··· DATA LISTING
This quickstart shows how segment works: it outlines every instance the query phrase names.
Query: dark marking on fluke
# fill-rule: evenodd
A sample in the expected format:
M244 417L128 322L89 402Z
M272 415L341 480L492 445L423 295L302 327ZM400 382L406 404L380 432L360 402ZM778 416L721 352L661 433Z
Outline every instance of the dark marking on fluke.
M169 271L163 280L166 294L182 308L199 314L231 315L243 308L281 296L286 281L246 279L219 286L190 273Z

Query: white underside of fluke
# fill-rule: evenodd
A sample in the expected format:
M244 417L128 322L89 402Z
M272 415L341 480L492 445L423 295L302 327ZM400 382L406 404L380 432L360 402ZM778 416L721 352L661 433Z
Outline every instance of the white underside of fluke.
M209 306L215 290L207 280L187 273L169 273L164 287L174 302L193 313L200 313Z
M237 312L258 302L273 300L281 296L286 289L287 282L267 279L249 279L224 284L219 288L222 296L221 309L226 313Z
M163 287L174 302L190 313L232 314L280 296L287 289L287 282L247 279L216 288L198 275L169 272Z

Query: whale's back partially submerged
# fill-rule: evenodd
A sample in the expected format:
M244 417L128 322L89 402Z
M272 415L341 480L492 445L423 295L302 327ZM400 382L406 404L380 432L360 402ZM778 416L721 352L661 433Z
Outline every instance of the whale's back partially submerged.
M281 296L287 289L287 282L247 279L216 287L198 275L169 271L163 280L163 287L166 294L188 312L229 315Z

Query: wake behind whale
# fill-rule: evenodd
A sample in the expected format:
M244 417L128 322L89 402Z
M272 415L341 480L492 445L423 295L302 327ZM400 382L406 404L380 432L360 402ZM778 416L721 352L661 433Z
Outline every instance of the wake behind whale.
······
## ABOUT THIS TASK
In the entries above, work out how many lines contain the string "behind", and give only that number.

## RESULT
2